What to produce:
Every record should be written out again in full, with no character altered.

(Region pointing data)
▼

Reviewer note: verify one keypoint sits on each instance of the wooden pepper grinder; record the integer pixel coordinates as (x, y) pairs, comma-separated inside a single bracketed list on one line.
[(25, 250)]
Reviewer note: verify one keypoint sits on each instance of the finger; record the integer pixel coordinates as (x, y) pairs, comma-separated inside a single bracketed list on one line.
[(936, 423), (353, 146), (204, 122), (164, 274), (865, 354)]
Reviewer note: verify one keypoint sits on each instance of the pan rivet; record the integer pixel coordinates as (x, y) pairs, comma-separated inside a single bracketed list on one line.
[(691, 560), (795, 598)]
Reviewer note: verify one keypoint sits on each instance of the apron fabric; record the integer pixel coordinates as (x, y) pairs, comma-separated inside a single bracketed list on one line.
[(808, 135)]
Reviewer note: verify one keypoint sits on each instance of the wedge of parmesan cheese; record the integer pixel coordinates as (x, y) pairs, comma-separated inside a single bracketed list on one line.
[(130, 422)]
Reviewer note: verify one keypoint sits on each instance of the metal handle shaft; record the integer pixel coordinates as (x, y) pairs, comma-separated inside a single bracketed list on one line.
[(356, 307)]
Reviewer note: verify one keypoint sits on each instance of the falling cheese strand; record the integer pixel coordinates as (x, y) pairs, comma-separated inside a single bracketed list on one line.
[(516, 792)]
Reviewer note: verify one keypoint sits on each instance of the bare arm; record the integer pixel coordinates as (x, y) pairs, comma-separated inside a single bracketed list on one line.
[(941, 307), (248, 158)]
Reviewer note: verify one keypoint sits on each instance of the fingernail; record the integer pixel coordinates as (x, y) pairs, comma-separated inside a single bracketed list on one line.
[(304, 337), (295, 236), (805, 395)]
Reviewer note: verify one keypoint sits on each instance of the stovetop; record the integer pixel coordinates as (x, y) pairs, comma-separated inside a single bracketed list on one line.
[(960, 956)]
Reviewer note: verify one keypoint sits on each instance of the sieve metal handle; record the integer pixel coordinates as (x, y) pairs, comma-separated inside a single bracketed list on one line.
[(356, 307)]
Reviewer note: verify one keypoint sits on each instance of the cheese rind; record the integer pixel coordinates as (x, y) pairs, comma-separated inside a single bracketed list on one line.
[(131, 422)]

▲

Reply:
Reviewer note: verify one keypoint sits on each instance of the wooden pepper grinder; record the integer pixel coordinates as (x, y) pairs, comma-separated inside a single bracketed list on one line.
[(25, 250)]
Reviewer note: verify one keypoint sits on each instance of the finger; record the integer pixel coordinates as (x, y) pairs, comma-separated inside a single bracketed list on one line.
[(936, 423), (353, 146), (204, 122), (164, 274), (865, 354)]
Reviewer note: verify one keypoint sits on each instance of the pan rivet; record the integer pixel coordinates as (x, y) pairs, comma-separated inside a single bracketed list on one line.
[(691, 560), (795, 598)]
Reviewer note: verify one keypoint sits on each instance of the apron fabric; record the integer pixel coordinates as (x, y) pairs, comma-separated inside a single bracketed list on one line.
[(808, 135)]
Reviewer note: verify one keypoint sits on each instance of the wedge of parmesan cheese; record the integer pixel coordinates as (x, y) pairs, comma-separated inside a single bracketed list on one line.
[(130, 422)]
Reviewer note: verify one keypoint sits on each instance of the metal handle shaft; record the integer pixel coordinates as (x, y) pairs, comma-separated inside a single bracketed list on one line.
[(356, 307)]
Reviewer note: verify one keypoint sits on each instance of the falling cheese strand; record the integer pixel coordinates as (x, y) pairs, comma-separated inside a single bracketed list on one line.
[(516, 792)]
Reviewer note: verify one keypoint sits on each instance of the bare arm; record the integer pixel coordinates as (x, y) pairs, comma-separated inside a single bracketed list on one line.
[(941, 307), (248, 158)]
Reviewer note: verify one keypoint sits on each instance of the fingernail; record the integer pixel coordinates as (x, y) pairs, comma-separated inside a single bracketed list on one line.
[(304, 337), (295, 236), (805, 395)]
Reviewer note: verify one keypoint sits on each instance of the stovetop; record the integer pixel coordinates as (x, y) pairs, comma-separated inside a single bracketed list on one line.
[(960, 956)]
Reviewer note: verify one keypoint sits on each instance of the sieve metal handle; record the integer pixel coordinates as (x, y) pairs, comma-separated inside a single bracketed list on one line.
[(356, 307)]
Reviewer note: verify one keypoint sits on each instance of the cheese rind; record the integer pixel coordinates as (x, y) pairs, comma-separated inside a single bracketed list on one line.
[(131, 422)]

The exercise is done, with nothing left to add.